Task list:
**1.** In the commentary on biofuels, reproduce the passage from "Are we sensing" up to and including "stress this enough.".
**2.** Carry on the commentary on biofuels and the egg analogy, picking up after its last sentence.

Excerpt provided:
┄┄┄┄┄┄

Then, at just this moment — and like all good vultures, I might add — the opportunists begin to circle overhead, casting shadows on the scurrying populace below.

“How can I further my own group’s agenda given the current climate of confusion?” they ask. “I know, we’ll put egg whites in a box and sell them for ten times the price,” they chorus together.

And the politicization begins and the confusion gets worse.

So what does the latest crop of politicized findings tell us about biofuels, food prices and global warming?

On the topic of food vs. fuel:

Well that certainly settles it, doesn’t it?

On the topic of global warming and energy conservation:

Again, clear as mud.

On the topic of biofuels and rising fuel prices:

Are we sensing a trend here? Damn you, ideological vultures. Stop clouding my vision.

What conclusions can we draw from all this?

If not all biofuels have the same effect on global warming, how could they have the same effect when it comes to food prices? If biofuels only account for 1% of all the world’s fuel production, how can they account for 40% of the world’s rising fuel prices?

Do most people even know what a biofuel actually is? I mean, that sounds like a stupid question, but there’s a huge misconception out there which is driven by a lack of understanding: not all biofuels are created equal. I cannot stress this enough.

Listen to any newscast or radio show dealing with the topic of biofuels and you’ll hear a lot about “ethanol” or “biodiesel,” but you won’t hear a single peep about what type of ethanol or biodiesel it is.

To the average person, a biofuel is a biofuel regardless of whether it’s biodiesel or bioethanol, whether it comes from soybeans or switchgrass, or whether it’s derived from an algal pool or cropland. And this is exactly what the circling vultures want the average person to think. It makes it easier to push agendas.

Just like in the case of our lowly egg, biofuels started with the implicit assumption that they were good. “Of course they’re good” we thought “how could it be bad to grow our own fuel from renewable crops?”

But then the bad hair and the health consciousness set in. “Of course biofuels are bad,” came the conventional wisdom “they’re the root of all our problems.”

And this is where our egg analogy breaks down. You see, an egg is simply an egg. It will always be an egg. Sure, we can pump it with Omega-3s and stuff it in a box with added vitamins and minerals, but it’s still an egg. The source is always the same.

┄┄┄┄┄┄

Provided records:
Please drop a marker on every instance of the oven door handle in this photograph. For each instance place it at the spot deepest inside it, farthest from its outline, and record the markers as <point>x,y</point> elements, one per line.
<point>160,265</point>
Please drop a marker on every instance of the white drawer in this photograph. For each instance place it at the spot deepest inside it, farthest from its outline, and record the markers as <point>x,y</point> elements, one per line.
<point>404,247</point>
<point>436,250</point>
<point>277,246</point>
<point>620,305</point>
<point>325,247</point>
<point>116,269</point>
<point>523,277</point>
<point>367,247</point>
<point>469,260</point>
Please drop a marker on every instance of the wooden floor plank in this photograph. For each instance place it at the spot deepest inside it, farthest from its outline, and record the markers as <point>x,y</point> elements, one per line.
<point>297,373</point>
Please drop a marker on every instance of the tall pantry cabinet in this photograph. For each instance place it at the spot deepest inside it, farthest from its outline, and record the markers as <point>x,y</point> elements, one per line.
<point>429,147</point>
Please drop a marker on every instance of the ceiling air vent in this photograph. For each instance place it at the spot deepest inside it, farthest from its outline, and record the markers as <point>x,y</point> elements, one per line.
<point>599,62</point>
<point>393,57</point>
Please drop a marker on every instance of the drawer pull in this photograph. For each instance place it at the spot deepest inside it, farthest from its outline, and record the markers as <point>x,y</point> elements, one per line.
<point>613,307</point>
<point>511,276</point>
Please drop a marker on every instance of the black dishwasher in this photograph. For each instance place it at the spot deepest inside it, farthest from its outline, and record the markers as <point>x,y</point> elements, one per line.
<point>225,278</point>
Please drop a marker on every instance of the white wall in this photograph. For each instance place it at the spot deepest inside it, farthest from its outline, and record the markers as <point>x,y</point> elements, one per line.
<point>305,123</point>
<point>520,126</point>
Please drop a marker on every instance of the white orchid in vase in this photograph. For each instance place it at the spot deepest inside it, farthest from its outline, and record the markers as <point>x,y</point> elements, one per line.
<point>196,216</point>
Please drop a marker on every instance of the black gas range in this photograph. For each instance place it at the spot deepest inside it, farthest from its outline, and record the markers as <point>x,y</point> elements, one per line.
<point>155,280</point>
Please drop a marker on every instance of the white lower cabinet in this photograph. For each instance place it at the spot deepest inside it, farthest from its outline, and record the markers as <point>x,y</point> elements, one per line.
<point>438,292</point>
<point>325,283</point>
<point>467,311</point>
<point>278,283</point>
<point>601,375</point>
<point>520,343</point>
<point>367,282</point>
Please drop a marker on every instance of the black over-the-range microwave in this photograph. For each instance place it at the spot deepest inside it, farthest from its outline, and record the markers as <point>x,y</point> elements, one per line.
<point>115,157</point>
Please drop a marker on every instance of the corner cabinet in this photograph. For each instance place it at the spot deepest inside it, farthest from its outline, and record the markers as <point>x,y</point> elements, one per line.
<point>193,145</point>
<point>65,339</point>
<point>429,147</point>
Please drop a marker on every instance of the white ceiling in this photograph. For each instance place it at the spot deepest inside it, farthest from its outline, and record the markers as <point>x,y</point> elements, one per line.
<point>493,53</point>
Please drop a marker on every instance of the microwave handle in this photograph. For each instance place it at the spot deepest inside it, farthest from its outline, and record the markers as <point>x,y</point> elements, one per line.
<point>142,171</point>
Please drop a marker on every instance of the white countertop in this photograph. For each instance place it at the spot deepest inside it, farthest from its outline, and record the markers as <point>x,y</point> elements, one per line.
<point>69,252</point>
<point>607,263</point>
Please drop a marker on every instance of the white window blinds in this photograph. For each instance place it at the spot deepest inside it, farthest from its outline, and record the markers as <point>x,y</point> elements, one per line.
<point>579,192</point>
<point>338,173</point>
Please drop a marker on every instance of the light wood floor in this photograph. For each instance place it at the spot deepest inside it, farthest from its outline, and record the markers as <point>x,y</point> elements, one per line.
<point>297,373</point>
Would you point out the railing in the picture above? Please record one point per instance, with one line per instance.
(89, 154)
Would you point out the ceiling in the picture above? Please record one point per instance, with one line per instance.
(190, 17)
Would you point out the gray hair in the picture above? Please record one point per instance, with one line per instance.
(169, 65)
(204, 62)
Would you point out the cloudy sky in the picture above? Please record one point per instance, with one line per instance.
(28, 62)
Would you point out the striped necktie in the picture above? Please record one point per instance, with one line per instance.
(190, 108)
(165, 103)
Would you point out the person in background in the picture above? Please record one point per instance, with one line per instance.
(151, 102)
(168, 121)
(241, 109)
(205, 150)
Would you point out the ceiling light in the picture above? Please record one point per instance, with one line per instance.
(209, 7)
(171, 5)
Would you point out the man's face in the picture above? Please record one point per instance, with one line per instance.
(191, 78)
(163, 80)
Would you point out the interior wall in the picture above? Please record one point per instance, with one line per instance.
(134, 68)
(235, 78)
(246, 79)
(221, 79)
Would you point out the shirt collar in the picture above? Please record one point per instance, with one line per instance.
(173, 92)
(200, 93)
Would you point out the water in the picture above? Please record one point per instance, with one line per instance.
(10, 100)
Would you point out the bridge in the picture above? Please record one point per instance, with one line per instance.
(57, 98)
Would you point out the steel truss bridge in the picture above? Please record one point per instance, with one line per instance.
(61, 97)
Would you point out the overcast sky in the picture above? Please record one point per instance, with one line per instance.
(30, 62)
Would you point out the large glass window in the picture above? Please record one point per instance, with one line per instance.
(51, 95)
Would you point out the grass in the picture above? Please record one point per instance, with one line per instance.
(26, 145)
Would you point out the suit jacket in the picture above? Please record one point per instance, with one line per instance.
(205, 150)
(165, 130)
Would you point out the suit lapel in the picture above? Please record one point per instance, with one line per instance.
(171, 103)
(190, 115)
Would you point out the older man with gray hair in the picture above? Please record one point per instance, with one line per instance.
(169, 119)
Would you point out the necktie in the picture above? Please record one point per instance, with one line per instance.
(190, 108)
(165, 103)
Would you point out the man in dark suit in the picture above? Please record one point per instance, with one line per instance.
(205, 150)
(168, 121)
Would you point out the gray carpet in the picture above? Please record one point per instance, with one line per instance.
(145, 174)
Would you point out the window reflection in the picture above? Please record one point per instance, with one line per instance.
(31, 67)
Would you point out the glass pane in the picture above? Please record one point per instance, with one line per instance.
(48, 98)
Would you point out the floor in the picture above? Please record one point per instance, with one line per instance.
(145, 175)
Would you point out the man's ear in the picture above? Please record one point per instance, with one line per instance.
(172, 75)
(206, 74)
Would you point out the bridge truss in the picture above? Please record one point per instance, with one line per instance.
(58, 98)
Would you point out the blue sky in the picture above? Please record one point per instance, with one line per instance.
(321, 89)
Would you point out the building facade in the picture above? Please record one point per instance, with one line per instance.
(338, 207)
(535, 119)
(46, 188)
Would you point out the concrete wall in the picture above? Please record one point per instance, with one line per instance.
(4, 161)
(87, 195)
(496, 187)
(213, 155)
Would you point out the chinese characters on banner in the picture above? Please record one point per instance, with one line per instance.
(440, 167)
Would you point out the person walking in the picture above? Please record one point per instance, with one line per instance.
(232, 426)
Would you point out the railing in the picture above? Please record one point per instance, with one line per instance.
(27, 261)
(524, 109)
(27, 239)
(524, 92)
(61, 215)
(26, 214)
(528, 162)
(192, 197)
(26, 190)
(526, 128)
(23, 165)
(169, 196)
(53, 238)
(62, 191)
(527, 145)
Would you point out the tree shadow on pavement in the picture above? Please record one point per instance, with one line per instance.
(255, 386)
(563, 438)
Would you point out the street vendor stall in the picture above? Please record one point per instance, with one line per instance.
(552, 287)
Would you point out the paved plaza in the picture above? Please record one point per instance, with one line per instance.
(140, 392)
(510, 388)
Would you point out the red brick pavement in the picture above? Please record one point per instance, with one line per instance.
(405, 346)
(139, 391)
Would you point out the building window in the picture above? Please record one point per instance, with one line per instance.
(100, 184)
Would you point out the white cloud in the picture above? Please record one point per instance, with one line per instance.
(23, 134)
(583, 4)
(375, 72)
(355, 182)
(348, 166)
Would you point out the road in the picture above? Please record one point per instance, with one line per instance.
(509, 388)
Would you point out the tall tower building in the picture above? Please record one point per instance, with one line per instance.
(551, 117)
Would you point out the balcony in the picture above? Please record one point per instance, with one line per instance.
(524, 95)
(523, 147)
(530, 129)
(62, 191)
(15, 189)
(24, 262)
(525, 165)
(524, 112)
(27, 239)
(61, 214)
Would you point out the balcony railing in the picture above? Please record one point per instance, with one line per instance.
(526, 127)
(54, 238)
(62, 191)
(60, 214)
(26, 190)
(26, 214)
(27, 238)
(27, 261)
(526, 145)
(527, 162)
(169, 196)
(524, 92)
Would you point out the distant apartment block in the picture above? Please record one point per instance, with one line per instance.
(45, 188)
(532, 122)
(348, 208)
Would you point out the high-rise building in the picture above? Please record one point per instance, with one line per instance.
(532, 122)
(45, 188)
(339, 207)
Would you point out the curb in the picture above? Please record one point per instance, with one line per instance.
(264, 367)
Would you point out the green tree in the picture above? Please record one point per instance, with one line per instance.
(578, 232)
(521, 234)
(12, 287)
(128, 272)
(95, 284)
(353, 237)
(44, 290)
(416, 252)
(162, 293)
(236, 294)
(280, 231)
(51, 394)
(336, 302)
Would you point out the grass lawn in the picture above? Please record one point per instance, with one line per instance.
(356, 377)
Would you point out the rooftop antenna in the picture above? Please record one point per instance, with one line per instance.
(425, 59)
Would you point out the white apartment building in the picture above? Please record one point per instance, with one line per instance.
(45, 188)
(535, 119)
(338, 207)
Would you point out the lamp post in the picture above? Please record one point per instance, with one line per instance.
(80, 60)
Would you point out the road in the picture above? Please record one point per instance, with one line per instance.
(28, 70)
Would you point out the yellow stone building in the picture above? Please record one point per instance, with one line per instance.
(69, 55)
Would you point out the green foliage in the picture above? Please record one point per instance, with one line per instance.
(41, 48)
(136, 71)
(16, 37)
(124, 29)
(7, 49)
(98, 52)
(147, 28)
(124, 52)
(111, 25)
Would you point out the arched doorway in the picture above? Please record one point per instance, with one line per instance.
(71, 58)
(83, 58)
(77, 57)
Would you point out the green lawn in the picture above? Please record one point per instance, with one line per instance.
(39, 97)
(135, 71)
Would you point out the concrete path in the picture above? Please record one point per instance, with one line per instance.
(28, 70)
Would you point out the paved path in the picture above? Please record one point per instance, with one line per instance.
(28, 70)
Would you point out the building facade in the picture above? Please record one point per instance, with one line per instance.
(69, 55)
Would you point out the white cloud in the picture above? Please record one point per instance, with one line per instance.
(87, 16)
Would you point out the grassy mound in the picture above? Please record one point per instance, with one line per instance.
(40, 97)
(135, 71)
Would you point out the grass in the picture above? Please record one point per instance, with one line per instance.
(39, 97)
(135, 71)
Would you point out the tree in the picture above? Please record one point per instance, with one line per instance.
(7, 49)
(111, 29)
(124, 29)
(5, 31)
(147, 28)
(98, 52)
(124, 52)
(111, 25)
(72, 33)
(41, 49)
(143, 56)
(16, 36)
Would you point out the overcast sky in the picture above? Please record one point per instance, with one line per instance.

┄┄┄┄┄┄

Activity answers:
**1.**
Are we sensing a trend here? Damn you, ideological vultures. Stop clouding my vision.

What conclusions can we draw from all this?

If not all biofuels have the same effect on global warming, how could they have the same effect when it comes to food prices? If biofuels only account for 1% of all the world’s fuel production, how can they account for 40% of the world’s rising fuel prices?

Do most people even know what a biofuel actually is? I mean, that sounds like a stupid question, but there’s a huge misconception out there which is driven by a lack of understanding: not all biofuels are created equal. I cannot stress this enough.

**2.**
A biofuel can be a multitude of different things with very different sources depending on how it’s made and where it’s used. Unlike eggs, biofuels have ambiguity built-in. For someone to try and convince you otherwise is shameful.

The Take Home:

This built-in ambiguity means that all biofuels must be analyzed and judged independently: you can’t lump biofuels into a single category.

The truth about biofuels is complicated and not easy to explain in 30-second soundbites or 200-word articles. Understanding what they are and what they can accomplish takes some personal initiative.

So when you find yourself wondering whether biofuels are the harbinger of global doom or the bright light at the end of the tunnel, don’t let the vultures convince you that they know what the answer is.

Every single organization on the planet has an agenda to push. Because of the confusion and ambiguity surrounding the production of biofuels, it’s easy to twist the information to suit your message.

Truth is, nobody knows what kind of effect the production of biofuels is having on food prices, global warming, and rising fuel costs. Does that mean we should stop moving forward? No.

It is clear that the world needs some sort of energy solution. Will it be electric derived from solar, wave, wind, or geothermal? Will it be hydrogen? Will it be second generation biofuels? I’d be stupid to answer that question. More than likely it will be a complex combination of the above.

Until such time as we get to where we’re going, we’ll just have to wait and see what comes of it all. In the meantime, it’s important to do research and build markets for all of these things because one day we’ll be in survival mode and need one of them to stave off disaster.